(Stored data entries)
┄┄┄┄┄┄┄┄┄┄┄┄┄┄┄┄┄┄┄┄

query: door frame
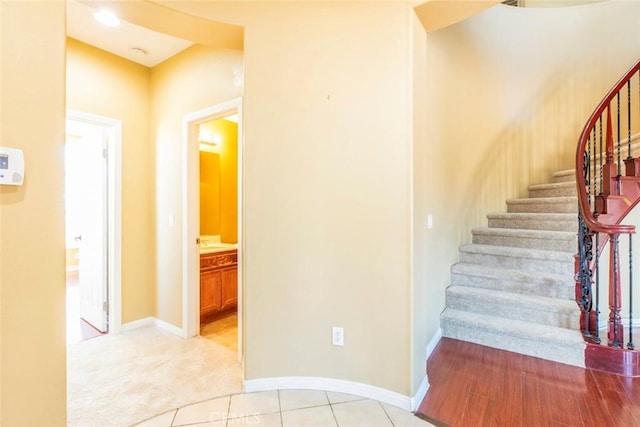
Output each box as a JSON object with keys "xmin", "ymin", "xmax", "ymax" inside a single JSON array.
[
  {"xmin": 66, "ymin": 110, "xmax": 123, "ymax": 334},
  {"xmin": 182, "ymin": 98, "xmax": 243, "ymax": 361}
]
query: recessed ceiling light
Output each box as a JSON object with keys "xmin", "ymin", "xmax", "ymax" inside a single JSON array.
[{"xmin": 94, "ymin": 9, "xmax": 121, "ymax": 27}]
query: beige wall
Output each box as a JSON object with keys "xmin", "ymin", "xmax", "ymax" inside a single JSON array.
[
  {"xmin": 150, "ymin": 44, "xmax": 243, "ymax": 327},
  {"xmin": 158, "ymin": 1, "xmax": 414, "ymax": 395},
  {"xmin": 0, "ymin": 1, "xmax": 67, "ymax": 425},
  {"xmin": 66, "ymin": 38, "xmax": 155, "ymax": 324},
  {"xmin": 411, "ymin": 11, "xmax": 430, "ymax": 394},
  {"xmin": 414, "ymin": 0, "xmax": 501, "ymax": 32}
]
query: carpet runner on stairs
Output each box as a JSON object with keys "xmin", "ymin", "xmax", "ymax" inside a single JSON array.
[{"xmin": 440, "ymin": 169, "xmax": 586, "ymax": 367}]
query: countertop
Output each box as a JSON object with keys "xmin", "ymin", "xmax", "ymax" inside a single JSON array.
[{"xmin": 199, "ymin": 243, "xmax": 238, "ymax": 254}]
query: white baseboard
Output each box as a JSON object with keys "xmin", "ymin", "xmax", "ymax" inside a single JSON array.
[
  {"xmin": 154, "ymin": 318, "xmax": 184, "ymax": 336},
  {"xmin": 410, "ymin": 376, "xmax": 429, "ymax": 412},
  {"xmin": 407, "ymin": 328, "xmax": 441, "ymax": 412},
  {"xmin": 121, "ymin": 317, "xmax": 183, "ymax": 337},
  {"xmin": 121, "ymin": 316, "xmax": 154, "ymax": 332},
  {"xmin": 598, "ymin": 318, "xmax": 640, "ymax": 329},
  {"xmin": 426, "ymin": 328, "xmax": 442, "ymax": 360},
  {"xmin": 244, "ymin": 377, "xmax": 412, "ymax": 411}
]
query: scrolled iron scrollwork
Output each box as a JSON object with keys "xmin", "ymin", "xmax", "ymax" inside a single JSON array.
[{"xmin": 577, "ymin": 212, "xmax": 594, "ymax": 313}]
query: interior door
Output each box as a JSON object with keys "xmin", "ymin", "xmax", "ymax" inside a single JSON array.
[{"xmin": 66, "ymin": 120, "xmax": 108, "ymax": 332}]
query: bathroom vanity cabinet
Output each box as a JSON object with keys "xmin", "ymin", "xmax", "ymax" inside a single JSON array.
[{"xmin": 200, "ymin": 249, "xmax": 237, "ymax": 324}]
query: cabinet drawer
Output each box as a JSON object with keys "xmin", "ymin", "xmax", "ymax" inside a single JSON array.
[{"xmin": 200, "ymin": 250, "xmax": 237, "ymax": 270}]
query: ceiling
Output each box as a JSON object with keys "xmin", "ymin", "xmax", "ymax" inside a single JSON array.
[{"xmin": 66, "ymin": 0, "xmax": 195, "ymax": 68}]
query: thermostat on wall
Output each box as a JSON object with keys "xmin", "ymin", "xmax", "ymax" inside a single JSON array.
[{"xmin": 0, "ymin": 147, "xmax": 25, "ymax": 186}]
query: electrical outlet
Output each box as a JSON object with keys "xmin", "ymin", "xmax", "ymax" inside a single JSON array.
[{"xmin": 332, "ymin": 326, "xmax": 344, "ymax": 346}]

┄┄┄┄┄┄┄┄┄┄┄┄┄┄┄┄┄┄┄┄

__Work request__: Copy out, in full, each line above that has the word "wall" in it.

__Answer for the task__:
query: beige wall
query: thermostat on wall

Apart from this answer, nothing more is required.